* CHALLENGE
Please reproduce the material below line for line, changing nothing.

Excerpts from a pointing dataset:
--- --- ---

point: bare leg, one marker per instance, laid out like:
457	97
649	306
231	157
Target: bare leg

--- --- ---

* COMPLETE ANSWER
point: bare leg, one marker per instance, laid out like:
457	97
649	306
231	157
Target: bare leg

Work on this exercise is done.